___ Excerpted records
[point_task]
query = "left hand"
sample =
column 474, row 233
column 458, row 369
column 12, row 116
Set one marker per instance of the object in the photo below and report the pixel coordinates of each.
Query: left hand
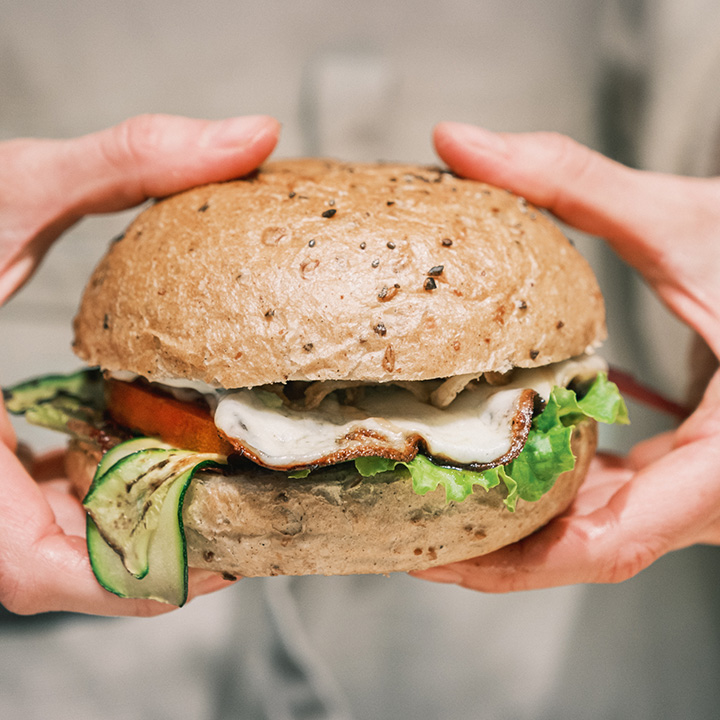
column 45, row 187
______
• Prompt:
Rewrite all the entries above, changing every "left hand" to "left palm" and keeping everything else the same. Leave the pictures out of your answer.

• Solution for this exercise:
[point_task]
query = "left palm"
sample =
column 474, row 233
column 458, row 369
column 12, row 116
Set one marker per instance of the object in the photo below and report the pixel coordinates of each.
Query: left palm
column 45, row 187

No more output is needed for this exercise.